### Extract provided
>> Start

It is conventional wisdom that judges rely upon facial expressions when deciding. This judicial process implicates the perceived meaning behind the movement of the eyes. Shifting eyes can convey the impression of furtiveness and thus mislead a judge.
Trying to change the impression conveyed to a judge or jury by the manner in which one testifies is one of the most formidable challenges in the art of persuasion. Individual impressions cannot be legislated upon or argued away by the brilliance of an advocate. This is why those applicants who are aware of this factor and give themselves some time to practise eye contact for the purpose of the hearing, may, albeit with some difficulty, make their presentation somewhat easier.
The potential for an unjust decision arising from lack of eye contact remains. Understanding the significance of the issue will enable dealing with it on a timely basis in preparing for a trial or hearing.
PREPARING FOR TRIAL:
Generally, claimants will have written materials filed, either written by themselves or by their representatives or lawyers. These materials, once drafted under the name of the applicant, become the word of the applicant. They are not interchangeable with the interpretation of the actual writer of the material. Do not say to the court or tribunal that “my lawyer drafted it so I didn’t intend to say that or misunderstood it even though I signed the affidavit or statement.” This never impresses a judge.

>> End

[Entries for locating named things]
>> Start

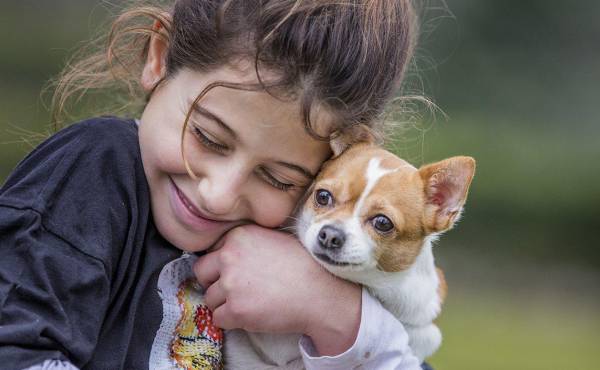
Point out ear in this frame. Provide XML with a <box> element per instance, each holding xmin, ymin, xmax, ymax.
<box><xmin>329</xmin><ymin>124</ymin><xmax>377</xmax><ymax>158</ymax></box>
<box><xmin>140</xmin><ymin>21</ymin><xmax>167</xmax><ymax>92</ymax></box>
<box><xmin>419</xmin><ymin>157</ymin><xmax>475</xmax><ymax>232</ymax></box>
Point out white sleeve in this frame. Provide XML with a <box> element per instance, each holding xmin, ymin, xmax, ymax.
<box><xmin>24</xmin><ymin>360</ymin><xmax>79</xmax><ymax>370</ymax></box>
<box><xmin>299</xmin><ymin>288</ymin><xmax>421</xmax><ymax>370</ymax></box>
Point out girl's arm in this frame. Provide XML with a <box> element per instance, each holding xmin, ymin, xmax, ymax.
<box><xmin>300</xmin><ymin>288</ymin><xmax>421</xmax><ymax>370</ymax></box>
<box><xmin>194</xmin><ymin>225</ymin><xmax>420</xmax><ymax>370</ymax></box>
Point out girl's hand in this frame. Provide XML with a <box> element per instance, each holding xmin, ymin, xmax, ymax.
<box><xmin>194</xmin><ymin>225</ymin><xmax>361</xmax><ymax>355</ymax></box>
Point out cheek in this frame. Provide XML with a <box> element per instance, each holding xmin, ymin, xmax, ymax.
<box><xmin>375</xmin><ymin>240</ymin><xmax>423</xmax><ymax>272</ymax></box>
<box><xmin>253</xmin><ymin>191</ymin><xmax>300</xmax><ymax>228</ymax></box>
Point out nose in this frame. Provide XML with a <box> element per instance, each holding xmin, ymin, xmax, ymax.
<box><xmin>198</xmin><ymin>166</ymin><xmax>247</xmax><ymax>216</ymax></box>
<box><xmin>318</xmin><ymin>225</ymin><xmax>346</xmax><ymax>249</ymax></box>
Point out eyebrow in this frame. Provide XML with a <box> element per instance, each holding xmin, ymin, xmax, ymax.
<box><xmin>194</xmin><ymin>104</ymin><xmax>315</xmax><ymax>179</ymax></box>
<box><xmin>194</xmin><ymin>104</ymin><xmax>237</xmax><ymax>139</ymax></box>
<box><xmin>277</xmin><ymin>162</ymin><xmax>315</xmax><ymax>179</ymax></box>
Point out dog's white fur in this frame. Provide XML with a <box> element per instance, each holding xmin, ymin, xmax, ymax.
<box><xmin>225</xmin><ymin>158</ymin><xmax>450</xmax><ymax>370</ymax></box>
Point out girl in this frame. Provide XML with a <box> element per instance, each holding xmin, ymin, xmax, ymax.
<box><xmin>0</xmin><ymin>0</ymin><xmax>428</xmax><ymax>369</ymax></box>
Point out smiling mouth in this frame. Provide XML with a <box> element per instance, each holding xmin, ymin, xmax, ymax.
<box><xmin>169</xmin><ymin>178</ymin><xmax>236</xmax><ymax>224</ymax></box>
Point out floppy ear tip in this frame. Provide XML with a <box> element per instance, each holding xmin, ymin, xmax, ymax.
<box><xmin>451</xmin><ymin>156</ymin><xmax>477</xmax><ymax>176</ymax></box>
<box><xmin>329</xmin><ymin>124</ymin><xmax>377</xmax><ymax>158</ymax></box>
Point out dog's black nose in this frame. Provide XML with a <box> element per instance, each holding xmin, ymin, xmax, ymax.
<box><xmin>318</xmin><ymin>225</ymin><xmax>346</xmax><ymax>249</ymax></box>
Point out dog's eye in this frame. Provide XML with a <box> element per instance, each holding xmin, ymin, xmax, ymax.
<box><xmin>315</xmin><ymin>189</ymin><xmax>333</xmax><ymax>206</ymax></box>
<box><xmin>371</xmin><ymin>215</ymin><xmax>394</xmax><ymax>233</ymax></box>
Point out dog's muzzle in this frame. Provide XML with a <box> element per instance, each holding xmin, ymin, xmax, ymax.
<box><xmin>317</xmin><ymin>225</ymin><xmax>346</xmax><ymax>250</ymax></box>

>> End

### Written request
Pick up the passage on testifying in court right after its last sentence and continue it.

### Answer to this exercise
Of course, a cross-examining lawyer can try to trap you within your sentence structure of your written material by its apparent contradiction with your oral statement. This should be expected since, as part of the preparation of the case, the opposing side is looking for such language to attack the credibility of the claimant. This is generally the dramatic moment of the hearing with flustering claimants struggling to explain what they really mean without distorting their written word. This drama is often unavoidable, though it is always a good idea to be active in fully understanding everything provided under your name, and asking your lawyer all questions in advance. Words penned under your name, and often by extension under your authority by anyone else, are fodder for your own cross-examination.
Speaking slowly has the advantage of giving your lawyer an opportunity to raise legitimate objections. Do not look at your lawyer while answering questions of fact that you ought to have personal knowledge of. It can compromise your credibility though it may have been only an instinctive reaction for subconscious support.
Your lawyer can raise a proper objection if a difficult question regarding exact meaning arises or if the real issue is a legal question arising from your written or spoken words. Remember, the legal implications of your factual statements are not matters you are expected to be an expert on. The lawyer can explain the legal character of the question to the court or tribunal. This will sometimes result in the opposing side objecting that the issue is factual, not legal. The judge will decide if the question needs to be answered based on calling the question factual or legal.
This interactive process, where objections arise, is natural in any trial or hearing. Discussions on some issues of this type arising without your full understanding of what exactly is happening should not unnerve you. The panel will better appreciate through your lawyer’s objections the nature of the issues involved. This process does not go against you as a claimant.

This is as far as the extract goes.